> EXERCISE BRIEF
Copy all of the entries below word for word, changing nothing.

=====

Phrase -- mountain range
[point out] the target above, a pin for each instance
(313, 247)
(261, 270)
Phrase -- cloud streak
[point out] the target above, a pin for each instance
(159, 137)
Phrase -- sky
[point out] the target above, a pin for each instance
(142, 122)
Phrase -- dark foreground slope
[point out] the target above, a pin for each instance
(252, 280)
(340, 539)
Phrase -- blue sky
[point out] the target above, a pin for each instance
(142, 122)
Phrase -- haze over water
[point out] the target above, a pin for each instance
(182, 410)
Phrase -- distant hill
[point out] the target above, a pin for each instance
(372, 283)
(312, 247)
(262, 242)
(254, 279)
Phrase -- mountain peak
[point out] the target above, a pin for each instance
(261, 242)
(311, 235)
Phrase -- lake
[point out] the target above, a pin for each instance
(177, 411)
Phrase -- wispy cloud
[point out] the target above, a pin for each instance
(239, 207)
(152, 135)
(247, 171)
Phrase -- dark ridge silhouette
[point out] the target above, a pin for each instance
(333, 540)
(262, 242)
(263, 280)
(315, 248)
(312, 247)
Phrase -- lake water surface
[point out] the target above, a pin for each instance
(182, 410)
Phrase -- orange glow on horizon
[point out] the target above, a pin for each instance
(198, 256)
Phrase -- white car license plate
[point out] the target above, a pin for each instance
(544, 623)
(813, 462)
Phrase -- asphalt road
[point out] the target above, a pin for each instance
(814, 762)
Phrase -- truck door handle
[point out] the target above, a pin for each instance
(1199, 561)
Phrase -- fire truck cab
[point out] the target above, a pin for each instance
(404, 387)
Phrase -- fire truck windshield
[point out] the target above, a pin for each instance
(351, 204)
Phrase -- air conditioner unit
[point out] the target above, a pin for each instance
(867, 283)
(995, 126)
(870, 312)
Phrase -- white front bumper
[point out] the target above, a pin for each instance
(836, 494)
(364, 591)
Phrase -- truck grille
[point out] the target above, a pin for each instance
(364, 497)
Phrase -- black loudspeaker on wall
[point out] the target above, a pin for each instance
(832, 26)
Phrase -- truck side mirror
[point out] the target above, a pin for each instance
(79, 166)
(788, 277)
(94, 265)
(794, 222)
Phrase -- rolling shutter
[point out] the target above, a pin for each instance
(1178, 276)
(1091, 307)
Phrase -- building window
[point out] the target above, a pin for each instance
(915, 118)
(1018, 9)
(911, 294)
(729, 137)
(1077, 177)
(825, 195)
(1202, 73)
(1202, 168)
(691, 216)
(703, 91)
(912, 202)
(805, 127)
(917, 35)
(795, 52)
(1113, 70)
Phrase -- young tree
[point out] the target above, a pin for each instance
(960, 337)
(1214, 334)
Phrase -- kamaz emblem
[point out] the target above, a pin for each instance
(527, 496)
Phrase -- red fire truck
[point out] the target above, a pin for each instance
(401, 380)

=====

> WORKED SOLUTION
Phrase -- mountain range
[point out] the target above, a pin for each instance
(313, 247)
(261, 270)
Phrase -- cloud streak
[point out] the target above, a pin for each instance
(159, 137)
Phrase -- sky
[point out] the target above, a pin for each instance
(142, 122)
Phrase -- dark foreground slope
[point out] the target above, a pin for each instance
(252, 280)
(340, 539)
Phrase -- blue sky
[point out] the target above, a pin for each instance
(142, 122)
Phrase -- haze over water
[point out] the target above, a pin for each instance
(182, 410)
Phrase -- distant hill
[point out] the target above, a pin for each instance
(372, 283)
(312, 247)
(262, 242)
(254, 279)
Phrase -- mountain peak
[point out] the target above, a pin for each instance
(261, 242)
(311, 235)
Phrase -- lake
[point out] the target above, a pin for each instance
(177, 411)
Phrase -- wispy cloud
[point out] the target above, a pin for each instance
(239, 207)
(152, 135)
(247, 171)
Phrase -- dark ridge silhouette
[point out] the target above, a pin for each instance
(333, 540)
(262, 242)
(263, 280)
(315, 248)
(312, 247)
Phrase -- lake water surface
[point out] the target above, a pin for each instance
(182, 410)
Phrase -- orange glow on horizon
[point out] the target above, a pin for each instance
(198, 256)
Phrase -- white car license plate
[point out] the target above, a pin for each instance
(544, 623)
(813, 462)
Phrase -- asphalt road
[point out] the target above, a pin for each instance
(814, 762)
Phrase -- truck door handle
[point out] the target above, a pin for each instance
(1199, 561)
Phrase -- fire truck cab
[point out] the target above, a pin for each instance
(404, 387)
Phrase -- fire truck windshield
[point out] the target above, a pin for each instance
(351, 204)
Phrase -- air conditioner unit
[point out] the target above, a pin for each instance
(867, 283)
(995, 126)
(870, 312)
Phrase -- white front bumper
[point out] the target above, a pin for each instance
(836, 494)
(364, 591)
Phrase -- truck grille
[point out] the target above, a pin for each instance
(364, 497)
Phrase -- black loudspeaker on wall
[point out] the target above, a pin for each instance
(832, 26)
Phrase -- truck side mirror
[point out] the target above, a pin for each instance
(79, 166)
(788, 277)
(94, 265)
(794, 222)
Phrase -- rolling shutter
[point out] the target above, a pin for each instance
(1178, 276)
(1091, 307)
Phrase -- building window
[point out] the target above, a pin for each instance
(915, 118)
(1018, 9)
(911, 294)
(729, 137)
(1077, 177)
(825, 195)
(1202, 73)
(1202, 168)
(691, 216)
(703, 91)
(912, 202)
(805, 127)
(917, 35)
(795, 52)
(1113, 70)
Phrase -- young tree
[point out] the target above, a pin for each instance
(960, 337)
(1214, 334)
Phrase -- kamaz emblem
[point out] the target above, a pin for each instance
(527, 496)
Phrase -- red fire truck
[point out] the target above, a pin for each instance
(401, 380)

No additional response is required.